### Source data ###

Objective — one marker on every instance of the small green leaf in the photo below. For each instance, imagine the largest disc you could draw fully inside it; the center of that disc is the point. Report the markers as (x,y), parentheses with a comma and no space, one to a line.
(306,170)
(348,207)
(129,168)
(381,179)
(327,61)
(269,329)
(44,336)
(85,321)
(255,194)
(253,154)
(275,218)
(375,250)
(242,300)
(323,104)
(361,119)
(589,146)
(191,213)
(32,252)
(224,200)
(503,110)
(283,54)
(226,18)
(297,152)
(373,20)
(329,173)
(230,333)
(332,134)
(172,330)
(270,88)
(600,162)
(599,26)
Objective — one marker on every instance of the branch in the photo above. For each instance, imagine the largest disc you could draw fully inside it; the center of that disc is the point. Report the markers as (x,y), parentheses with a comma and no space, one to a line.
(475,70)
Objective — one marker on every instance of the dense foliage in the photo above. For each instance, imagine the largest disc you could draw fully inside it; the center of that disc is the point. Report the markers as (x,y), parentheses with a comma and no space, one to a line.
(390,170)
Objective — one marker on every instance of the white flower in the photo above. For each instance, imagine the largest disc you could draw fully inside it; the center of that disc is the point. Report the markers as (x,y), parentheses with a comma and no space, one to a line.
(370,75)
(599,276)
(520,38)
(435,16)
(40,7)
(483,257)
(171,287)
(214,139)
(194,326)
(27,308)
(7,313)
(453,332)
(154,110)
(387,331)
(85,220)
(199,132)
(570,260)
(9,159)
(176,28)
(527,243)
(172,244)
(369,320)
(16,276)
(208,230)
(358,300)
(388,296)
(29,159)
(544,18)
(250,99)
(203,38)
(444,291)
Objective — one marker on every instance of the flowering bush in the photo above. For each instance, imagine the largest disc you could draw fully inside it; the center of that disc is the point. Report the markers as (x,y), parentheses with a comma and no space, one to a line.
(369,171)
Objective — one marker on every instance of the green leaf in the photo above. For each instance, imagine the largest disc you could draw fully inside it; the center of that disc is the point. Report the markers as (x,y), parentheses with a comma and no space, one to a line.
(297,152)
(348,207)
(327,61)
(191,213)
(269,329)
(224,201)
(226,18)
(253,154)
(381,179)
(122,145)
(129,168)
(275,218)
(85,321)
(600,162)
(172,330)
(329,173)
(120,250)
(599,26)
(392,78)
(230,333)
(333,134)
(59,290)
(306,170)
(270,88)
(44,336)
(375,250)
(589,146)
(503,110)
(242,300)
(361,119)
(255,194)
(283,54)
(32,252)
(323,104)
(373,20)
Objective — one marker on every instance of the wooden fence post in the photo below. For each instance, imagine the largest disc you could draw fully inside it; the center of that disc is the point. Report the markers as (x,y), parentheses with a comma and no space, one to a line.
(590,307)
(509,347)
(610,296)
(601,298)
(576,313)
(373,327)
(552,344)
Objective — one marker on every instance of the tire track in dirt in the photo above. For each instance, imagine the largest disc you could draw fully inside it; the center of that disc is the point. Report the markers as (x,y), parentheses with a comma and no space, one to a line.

###

=== Problem requirements ===
Extract all of the data exactly as written.

=== Final result ===
Objective — one marker on every instance of the small green leaf in the photo below. For each instance, imagine the largest disc you could draw fully inside it; the center of that disc is the point. Report the markers as (x,y), parentheses with a comma and no space, one to a line.
(306,170)
(348,207)
(129,168)
(381,179)
(327,61)
(269,329)
(44,336)
(85,321)
(255,194)
(253,154)
(275,218)
(375,250)
(242,300)
(323,104)
(361,119)
(589,146)
(191,213)
(32,252)
(224,200)
(503,110)
(283,54)
(226,18)
(297,152)
(373,20)
(329,173)
(230,333)
(332,134)
(172,330)
(270,88)
(600,162)
(599,26)
Objective — one marker on every instance of the branch in the photo above. For each instance, imagine the largest disc you could draw fully inside it; the center of that disc is the point. Report the markers as (x,y), parentheses with a comma and no space, one to a line.
(475,70)
Objective — one marker on every instance of the dense foliage in the photo above. For each instance, imagine the largest disc you could draw fully inside it; the center of that disc is the point. Report the markers as (x,y), parentheses with a comma and no space, one to a line.
(390,170)
Objective — one marker on every instance of the white flower in the photo above. For each instance, imagine the largest disc you could draw fully inside it; the center of that disc is the point. Report the markers as (x,y), parentheses with a comma and no space, one to a line.
(370,75)
(599,276)
(520,38)
(435,16)
(40,7)
(483,257)
(171,287)
(214,139)
(194,326)
(27,308)
(7,313)
(453,332)
(154,110)
(387,331)
(85,220)
(199,132)
(570,260)
(9,159)
(176,28)
(527,243)
(172,244)
(369,320)
(16,276)
(208,230)
(358,300)
(388,296)
(29,159)
(544,18)
(250,99)
(203,38)
(444,291)
Objective — one marker on every instance of the flowering bush in the photo above. For each instance, imagine the largest disc you could draw fully inside it; the center of that disc is the point. Report the markers as (x,y), parentheses with a comma and no space, one to a line.
(369,171)
Objective — one marker on every instance of the green leaf in the photo above. For each instance, imagine the largest disc you could draw fully inside it; the center of that disc is the point. Report the markers as (x,y), parentheses with a comma and no space, one to a line.
(297,152)
(348,207)
(327,61)
(191,213)
(269,329)
(224,201)
(226,18)
(253,154)
(381,179)
(122,145)
(129,168)
(275,218)
(85,321)
(600,162)
(172,330)
(329,173)
(120,250)
(599,26)
(392,78)
(230,333)
(333,134)
(59,290)
(306,170)
(270,88)
(44,336)
(375,250)
(589,146)
(503,110)
(242,300)
(361,119)
(255,194)
(283,54)
(32,252)
(323,104)
(373,20)
Objective — one marker on every instance of the wooden fence post in the photo below. For each instance, imagine the largest disc you could draw fully inside it; the center of that disc is the point. Report the markers as (x,y), parentheses with a comma and no space, one to a line.
(590,307)
(509,347)
(610,296)
(601,298)
(576,313)
(373,327)
(552,344)
Objective — one marker on every instance of the tire track in dirt in the photo above. For each instance, imagine the largest disc you could draw fully inside it; the center of that disc is the point. Report the markers as (x,y), parentheses with a comma and no space, one to a line.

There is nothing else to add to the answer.